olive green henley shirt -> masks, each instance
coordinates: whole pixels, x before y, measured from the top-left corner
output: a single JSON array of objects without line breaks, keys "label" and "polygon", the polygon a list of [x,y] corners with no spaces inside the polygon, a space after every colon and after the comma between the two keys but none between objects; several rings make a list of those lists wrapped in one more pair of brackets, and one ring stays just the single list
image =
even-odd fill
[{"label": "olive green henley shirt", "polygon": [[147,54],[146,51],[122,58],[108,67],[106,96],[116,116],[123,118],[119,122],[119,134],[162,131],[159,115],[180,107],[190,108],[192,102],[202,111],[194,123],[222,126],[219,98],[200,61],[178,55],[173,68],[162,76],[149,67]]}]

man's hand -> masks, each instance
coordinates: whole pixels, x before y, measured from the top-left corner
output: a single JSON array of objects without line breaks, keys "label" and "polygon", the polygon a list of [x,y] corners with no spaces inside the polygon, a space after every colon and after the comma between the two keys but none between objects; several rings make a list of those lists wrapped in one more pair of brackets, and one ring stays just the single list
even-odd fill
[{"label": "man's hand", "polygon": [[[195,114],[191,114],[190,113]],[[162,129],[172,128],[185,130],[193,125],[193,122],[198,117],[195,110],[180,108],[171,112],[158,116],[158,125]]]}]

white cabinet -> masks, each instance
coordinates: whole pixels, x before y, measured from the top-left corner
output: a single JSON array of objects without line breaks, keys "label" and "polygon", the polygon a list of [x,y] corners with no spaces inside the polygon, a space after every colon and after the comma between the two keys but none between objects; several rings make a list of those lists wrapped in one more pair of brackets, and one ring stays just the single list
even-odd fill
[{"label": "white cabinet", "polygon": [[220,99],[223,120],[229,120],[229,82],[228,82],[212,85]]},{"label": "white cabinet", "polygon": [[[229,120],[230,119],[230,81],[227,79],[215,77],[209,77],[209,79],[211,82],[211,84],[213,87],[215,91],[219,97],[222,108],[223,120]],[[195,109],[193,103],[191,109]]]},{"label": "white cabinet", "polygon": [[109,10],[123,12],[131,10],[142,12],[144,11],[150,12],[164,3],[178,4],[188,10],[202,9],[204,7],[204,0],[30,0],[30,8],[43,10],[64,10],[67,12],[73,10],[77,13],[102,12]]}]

**Goal of the exercise**.
Format the lines above as a JSON list of strings, with one string for each line and blank lines omitted.

**Answer to this exercise**.
[
  "olive green henley shirt -> masks, each instance",
  "coordinates: whole pixels, x before y, measured from the top-left corner",
  "output: a single JSON array of objects without line breaks, keys \"label\" and \"polygon\", the polygon a list of [x,y] corners with no spaces inside the polygon, a space after every colon and after the comma between the two keys but none between objects; several rings make a list of those lists wrapped in one more pair of brackets, and one ring stays just the single list",
  "image =",
  "even-odd fill",
  "[{\"label\": \"olive green henley shirt\", \"polygon\": [[147,54],[146,51],[122,58],[108,67],[106,96],[116,116],[123,118],[119,122],[119,134],[162,131],[159,115],[180,107],[190,108],[192,102],[202,111],[194,123],[222,126],[219,98],[200,61],[178,55],[173,68],[162,76],[149,67]]}]",
  "man's hand -> masks, each instance",
  "coordinates: whole pixels, x before y, measured from the top-left corner",
  "output: a single JSON array of objects without line breaks, keys \"label\" and \"polygon\", the polygon a list of [x,y] corners with no spaces inside the polygon, a space after every colon and after the comma between the two keys but none between objects; several rings make a list of those lists wrapped in one more pair of brackets, and one ring stays just the single list",
  "even-odd fill",
  "[{\"label\": \"man's hand\", \"polygon\": [[[195,114],[191,114],[190,113]],[[162,129],[172,128],[185,130],[193,125],[193,122],[198,117],[195,110],[180,108],[171,112],[158,116],[158,125]]]}]",
  "white cabinet -> masks, each instance",
  "coordinates: whole pixels, x before y, measured from the top-left corner",
  "output: a single JSON array of objects without line breaks, keys \"label\" and \"polygon\", the polygon a list of [x,y] corners with no spaces inside the polygon, a space after every colon and after the comma between the two keys but none between objects; several rings make a list of those lists wrapped in one more pair of brackets, and one ring stays just the single list",
  "even-odd fill",
  "[{\"label\": \"white cabinet\", \"polygon\": [[220,99],[223,120],[229,120],[229,82],[228,82],[212,85]]},{\"label\": \"white cabinet\", \"polygon\": [[[229,120],[230,119],[230,81],[227,79],[215,77],[209,77],[209,79],[211,82],[211,84],[213,87],[215,91],[219,97],[222,108],[223,120]],[[195,109],[193,103],[191,109]]]},{\"label\": \"white cabinet\", \"polygon\": [[109,10],[123,12],[131,10],[142,12],[144,11],[150,12],[164,3],[178,4],[188,10],[202,9],[204,7],[204,0],[30,0],[30,8],[43,10],[64,10],[67,12],[73,10],[77,13],[102,12]]}]"
]